■ **Stated goal**: Please count the lines in the entries below that contain the word "yellow" and give only that number.

-- START --

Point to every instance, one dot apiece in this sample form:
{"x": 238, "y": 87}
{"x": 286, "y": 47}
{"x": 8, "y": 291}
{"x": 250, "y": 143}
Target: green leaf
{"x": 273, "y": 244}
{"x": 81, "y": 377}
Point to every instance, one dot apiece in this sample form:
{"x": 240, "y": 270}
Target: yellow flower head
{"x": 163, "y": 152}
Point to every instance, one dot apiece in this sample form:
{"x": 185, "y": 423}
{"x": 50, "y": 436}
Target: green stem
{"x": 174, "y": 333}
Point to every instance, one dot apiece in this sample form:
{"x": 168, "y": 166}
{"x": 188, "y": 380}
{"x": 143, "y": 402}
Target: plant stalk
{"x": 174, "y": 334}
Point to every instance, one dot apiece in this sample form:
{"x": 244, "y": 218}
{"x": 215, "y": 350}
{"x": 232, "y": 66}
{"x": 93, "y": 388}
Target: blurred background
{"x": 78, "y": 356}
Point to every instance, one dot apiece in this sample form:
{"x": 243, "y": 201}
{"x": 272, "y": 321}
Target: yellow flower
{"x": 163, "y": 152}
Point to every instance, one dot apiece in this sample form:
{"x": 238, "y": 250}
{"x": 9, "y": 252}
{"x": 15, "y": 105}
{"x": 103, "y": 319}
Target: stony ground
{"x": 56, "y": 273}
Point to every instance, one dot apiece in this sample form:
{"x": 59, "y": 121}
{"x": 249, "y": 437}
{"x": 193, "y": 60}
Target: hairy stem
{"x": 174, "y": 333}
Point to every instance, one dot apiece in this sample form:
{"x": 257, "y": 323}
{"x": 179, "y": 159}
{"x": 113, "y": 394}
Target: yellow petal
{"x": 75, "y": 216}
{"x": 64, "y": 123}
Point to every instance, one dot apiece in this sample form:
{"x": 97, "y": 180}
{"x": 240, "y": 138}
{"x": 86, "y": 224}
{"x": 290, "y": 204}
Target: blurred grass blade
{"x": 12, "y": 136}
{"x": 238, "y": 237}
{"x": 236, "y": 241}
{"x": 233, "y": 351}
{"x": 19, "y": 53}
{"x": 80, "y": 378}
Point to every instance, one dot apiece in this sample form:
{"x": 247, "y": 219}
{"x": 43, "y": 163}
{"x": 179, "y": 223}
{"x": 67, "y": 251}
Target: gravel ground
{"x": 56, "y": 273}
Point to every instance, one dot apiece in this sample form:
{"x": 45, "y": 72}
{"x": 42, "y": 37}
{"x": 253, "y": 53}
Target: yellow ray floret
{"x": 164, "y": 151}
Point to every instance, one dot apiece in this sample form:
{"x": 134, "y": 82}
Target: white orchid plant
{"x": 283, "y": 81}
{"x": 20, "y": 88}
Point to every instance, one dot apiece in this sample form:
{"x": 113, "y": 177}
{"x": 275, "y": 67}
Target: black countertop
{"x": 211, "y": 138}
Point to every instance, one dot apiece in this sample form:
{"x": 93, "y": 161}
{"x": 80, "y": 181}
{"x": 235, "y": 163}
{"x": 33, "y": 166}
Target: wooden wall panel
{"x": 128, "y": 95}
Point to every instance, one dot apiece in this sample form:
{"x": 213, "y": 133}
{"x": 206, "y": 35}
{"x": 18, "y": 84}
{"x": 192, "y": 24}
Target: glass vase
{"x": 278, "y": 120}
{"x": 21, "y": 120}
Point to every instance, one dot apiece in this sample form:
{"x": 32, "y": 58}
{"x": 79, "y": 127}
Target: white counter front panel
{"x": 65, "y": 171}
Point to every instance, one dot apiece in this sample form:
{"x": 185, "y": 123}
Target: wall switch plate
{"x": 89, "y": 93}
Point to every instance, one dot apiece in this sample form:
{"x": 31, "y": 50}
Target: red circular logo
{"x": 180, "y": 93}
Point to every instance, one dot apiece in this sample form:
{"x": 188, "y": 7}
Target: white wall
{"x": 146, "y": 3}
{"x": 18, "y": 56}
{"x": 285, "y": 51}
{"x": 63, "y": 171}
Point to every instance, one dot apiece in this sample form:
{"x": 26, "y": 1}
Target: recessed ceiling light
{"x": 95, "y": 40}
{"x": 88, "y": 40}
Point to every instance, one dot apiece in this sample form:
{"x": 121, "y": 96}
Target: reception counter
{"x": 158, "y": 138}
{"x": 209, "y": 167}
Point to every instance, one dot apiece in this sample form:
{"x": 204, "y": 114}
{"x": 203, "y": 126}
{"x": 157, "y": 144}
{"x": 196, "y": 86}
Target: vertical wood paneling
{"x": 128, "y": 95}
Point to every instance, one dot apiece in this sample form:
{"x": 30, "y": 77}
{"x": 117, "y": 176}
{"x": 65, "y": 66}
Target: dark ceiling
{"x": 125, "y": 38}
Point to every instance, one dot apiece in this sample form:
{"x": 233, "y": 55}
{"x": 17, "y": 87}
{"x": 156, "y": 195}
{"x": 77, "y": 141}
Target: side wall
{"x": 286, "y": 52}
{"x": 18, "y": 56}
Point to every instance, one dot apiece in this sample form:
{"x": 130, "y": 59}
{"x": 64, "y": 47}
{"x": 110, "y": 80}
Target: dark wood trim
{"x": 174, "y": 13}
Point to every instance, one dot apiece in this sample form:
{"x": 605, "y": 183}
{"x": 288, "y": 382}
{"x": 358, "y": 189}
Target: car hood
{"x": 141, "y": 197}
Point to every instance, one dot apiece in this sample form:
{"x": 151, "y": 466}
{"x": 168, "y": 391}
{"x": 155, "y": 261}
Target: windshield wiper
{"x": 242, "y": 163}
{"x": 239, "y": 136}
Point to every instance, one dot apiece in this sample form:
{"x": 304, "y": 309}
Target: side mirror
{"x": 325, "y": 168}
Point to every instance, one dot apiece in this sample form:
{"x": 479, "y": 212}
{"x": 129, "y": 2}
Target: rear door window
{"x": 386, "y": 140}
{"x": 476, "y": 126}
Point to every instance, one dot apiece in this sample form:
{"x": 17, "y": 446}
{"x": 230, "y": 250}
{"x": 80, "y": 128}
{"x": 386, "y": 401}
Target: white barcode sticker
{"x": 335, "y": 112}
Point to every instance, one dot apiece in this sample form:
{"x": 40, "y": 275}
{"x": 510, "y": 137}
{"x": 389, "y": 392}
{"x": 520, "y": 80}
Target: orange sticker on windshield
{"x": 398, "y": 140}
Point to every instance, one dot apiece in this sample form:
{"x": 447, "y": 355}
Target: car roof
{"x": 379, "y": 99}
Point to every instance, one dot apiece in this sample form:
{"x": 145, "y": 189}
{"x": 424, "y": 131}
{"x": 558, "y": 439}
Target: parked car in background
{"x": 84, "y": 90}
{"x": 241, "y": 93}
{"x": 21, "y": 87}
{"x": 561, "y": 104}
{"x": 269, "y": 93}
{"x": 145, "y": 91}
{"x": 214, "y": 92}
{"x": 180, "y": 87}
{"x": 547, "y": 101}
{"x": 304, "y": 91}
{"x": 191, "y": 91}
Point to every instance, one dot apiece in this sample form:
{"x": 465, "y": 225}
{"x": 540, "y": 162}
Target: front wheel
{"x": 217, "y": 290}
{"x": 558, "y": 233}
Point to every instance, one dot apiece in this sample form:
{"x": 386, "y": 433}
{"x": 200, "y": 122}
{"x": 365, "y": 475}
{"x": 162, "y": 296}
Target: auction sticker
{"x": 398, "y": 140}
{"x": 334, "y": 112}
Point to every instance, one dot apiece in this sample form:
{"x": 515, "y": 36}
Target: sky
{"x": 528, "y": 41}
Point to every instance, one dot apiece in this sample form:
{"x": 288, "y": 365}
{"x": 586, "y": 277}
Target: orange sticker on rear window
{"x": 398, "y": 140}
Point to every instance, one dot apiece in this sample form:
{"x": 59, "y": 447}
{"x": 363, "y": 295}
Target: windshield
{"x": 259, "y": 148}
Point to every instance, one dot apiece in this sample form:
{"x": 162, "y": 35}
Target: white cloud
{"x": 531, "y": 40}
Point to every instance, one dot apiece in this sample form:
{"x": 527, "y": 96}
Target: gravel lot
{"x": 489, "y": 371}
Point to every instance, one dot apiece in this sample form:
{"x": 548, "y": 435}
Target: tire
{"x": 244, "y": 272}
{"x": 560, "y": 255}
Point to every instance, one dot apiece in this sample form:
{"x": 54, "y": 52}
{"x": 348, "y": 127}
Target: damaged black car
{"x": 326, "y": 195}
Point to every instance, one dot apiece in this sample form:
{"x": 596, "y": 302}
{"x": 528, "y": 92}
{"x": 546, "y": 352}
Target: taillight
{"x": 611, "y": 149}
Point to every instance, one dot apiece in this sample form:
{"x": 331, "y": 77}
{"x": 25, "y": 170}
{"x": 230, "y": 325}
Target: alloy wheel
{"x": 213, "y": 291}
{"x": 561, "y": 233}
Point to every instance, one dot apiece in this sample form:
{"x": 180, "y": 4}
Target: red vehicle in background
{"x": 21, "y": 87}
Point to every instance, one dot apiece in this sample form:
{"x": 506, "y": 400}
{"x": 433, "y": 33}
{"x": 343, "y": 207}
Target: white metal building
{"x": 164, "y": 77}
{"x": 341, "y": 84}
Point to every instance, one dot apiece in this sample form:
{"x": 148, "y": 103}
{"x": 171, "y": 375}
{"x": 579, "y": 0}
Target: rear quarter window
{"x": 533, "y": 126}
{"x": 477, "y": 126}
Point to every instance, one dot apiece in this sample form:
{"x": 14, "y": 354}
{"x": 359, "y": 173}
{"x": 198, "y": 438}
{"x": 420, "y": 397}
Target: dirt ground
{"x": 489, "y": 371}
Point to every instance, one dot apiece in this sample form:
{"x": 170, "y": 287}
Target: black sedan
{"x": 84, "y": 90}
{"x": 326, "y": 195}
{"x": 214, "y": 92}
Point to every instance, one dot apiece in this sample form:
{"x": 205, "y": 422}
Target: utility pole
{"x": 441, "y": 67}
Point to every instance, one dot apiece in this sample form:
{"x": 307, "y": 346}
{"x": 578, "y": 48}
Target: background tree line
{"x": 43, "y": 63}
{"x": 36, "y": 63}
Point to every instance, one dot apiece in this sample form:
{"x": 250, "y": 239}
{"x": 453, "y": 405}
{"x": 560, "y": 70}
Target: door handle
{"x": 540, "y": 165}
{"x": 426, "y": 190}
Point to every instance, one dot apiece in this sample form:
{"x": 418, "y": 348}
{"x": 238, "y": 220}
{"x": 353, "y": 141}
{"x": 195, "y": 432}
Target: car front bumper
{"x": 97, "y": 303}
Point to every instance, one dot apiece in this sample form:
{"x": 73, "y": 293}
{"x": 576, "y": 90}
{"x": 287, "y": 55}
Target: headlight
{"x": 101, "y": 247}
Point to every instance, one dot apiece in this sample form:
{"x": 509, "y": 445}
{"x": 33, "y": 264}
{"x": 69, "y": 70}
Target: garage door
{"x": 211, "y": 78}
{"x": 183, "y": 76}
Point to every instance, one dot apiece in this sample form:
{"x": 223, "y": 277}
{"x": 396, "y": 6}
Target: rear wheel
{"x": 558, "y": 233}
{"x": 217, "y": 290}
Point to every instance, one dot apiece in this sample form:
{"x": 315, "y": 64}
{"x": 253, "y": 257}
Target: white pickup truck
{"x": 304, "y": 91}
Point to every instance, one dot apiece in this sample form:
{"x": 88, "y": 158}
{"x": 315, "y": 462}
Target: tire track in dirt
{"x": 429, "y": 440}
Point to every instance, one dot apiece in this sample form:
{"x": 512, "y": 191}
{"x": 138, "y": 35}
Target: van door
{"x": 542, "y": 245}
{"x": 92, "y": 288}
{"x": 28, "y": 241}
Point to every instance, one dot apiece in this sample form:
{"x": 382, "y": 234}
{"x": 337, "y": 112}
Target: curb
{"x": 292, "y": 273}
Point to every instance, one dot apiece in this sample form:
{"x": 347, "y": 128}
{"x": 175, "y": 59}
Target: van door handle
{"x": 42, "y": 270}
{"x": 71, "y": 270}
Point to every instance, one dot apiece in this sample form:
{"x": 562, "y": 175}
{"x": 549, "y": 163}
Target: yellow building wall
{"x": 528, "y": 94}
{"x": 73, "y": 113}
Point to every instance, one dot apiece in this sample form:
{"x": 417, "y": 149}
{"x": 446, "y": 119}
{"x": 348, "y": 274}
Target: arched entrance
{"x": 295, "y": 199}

-- END --

■ **Answer to this exercise**: 5